* _Aim of the task_: Only the lines from the one with "Objective — one point per instance of the snow-covered" onward are wanted, through the last line of the entries, set down exactly.

* _Dataset rows on where objects appear_:
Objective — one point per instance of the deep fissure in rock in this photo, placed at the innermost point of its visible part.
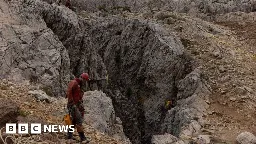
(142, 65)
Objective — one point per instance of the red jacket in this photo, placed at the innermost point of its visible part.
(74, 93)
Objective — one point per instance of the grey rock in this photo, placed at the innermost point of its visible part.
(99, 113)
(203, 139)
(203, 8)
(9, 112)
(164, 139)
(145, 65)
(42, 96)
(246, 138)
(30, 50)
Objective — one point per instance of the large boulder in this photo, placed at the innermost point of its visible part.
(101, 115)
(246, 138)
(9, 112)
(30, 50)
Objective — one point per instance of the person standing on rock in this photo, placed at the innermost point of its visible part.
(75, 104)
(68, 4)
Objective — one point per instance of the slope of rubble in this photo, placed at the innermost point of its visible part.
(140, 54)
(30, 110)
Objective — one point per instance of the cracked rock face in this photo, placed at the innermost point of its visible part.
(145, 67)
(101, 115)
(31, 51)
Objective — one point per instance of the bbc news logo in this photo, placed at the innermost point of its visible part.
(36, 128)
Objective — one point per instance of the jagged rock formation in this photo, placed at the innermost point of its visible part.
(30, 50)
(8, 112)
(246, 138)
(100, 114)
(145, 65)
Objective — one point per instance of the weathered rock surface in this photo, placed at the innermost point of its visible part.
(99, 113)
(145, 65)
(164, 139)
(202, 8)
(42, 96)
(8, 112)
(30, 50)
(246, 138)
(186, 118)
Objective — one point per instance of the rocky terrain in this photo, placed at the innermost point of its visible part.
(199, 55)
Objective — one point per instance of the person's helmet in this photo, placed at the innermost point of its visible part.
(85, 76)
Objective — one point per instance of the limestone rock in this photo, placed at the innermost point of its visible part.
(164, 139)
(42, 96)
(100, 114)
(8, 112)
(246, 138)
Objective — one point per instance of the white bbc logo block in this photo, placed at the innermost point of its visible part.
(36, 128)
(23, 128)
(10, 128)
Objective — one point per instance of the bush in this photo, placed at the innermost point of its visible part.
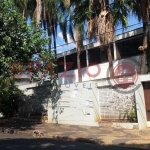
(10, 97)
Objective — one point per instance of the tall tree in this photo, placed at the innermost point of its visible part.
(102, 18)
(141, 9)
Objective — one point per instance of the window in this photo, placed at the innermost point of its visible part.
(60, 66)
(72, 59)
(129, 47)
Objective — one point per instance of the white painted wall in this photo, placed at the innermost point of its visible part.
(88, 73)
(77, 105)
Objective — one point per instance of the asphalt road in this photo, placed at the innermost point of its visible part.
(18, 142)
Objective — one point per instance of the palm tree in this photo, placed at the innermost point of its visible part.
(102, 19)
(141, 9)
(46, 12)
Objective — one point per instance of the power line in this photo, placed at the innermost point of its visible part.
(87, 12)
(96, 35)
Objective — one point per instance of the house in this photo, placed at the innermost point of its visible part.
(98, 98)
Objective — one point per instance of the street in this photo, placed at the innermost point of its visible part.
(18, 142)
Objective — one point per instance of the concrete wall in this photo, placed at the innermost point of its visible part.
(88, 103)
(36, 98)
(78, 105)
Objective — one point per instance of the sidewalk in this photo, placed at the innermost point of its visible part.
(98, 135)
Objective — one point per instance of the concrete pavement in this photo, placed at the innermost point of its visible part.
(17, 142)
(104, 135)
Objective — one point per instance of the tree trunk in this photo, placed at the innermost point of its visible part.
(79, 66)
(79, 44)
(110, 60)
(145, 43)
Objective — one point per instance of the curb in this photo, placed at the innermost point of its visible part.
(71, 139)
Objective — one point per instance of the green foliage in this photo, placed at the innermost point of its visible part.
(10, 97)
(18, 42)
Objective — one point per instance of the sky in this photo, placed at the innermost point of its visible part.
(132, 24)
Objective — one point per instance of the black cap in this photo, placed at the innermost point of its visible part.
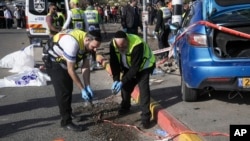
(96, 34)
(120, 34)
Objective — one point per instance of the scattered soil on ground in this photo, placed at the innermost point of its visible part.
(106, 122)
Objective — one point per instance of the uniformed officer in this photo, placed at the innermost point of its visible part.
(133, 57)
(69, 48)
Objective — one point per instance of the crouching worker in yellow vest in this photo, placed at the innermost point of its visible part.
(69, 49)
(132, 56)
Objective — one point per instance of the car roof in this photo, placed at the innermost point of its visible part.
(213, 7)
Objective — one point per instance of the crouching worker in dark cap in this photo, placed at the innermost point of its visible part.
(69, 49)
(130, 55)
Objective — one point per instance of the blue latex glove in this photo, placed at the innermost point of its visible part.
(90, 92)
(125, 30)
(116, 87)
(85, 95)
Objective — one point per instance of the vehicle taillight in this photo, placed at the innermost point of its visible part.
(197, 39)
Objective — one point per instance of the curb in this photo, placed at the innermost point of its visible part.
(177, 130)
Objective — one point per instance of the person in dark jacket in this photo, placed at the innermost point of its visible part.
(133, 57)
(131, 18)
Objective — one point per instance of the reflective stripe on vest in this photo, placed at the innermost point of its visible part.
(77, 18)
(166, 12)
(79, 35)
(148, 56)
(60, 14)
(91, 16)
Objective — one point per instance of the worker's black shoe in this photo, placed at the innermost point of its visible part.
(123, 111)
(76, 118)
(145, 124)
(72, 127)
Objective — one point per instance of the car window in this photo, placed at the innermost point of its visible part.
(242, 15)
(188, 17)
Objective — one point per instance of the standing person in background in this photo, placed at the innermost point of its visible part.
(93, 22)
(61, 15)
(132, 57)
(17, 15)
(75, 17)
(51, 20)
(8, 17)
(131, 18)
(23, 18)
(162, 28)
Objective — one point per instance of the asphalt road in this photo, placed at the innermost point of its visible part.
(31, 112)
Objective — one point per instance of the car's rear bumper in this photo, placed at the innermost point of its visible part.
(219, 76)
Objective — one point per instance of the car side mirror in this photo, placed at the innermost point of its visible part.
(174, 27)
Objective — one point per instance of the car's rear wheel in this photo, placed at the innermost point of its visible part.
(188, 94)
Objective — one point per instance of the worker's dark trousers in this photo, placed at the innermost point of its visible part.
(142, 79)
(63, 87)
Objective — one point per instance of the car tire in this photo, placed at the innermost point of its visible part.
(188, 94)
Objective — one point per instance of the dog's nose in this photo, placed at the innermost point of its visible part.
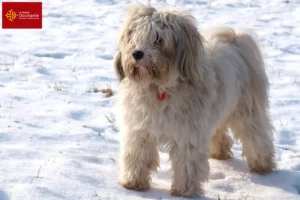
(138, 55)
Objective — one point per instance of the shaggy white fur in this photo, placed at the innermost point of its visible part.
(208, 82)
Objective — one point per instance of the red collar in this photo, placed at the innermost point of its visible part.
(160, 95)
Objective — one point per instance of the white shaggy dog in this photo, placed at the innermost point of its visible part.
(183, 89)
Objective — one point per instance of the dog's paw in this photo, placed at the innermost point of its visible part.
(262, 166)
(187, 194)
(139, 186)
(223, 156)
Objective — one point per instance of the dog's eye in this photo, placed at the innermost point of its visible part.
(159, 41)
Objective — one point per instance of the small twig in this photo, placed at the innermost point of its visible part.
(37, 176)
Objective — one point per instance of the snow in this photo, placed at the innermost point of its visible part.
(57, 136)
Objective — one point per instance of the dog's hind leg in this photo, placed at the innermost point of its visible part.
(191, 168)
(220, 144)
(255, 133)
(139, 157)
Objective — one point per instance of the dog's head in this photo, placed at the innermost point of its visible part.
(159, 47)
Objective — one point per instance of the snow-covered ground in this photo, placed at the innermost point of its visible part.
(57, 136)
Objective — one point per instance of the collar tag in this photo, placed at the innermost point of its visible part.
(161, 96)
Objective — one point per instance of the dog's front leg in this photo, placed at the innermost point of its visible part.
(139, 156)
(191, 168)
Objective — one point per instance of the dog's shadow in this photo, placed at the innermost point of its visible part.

* _The result_:
Objective — one point per instance of the snow-covered ground in this photo, placed at the innermost point of its visible part.
(57, 136)
Objective — one point per instance of the collar tag in this photo, placed at the innermost point of its visible part.
(161, 96)
Objective — one point per instance of the dog's front leg in this photo, placed at the innermost point of its visible part.
(139, 156)
(191, 168)
Objective — one point per instance of the dog's shadow in this photo, placed at the innermost point of its visible part.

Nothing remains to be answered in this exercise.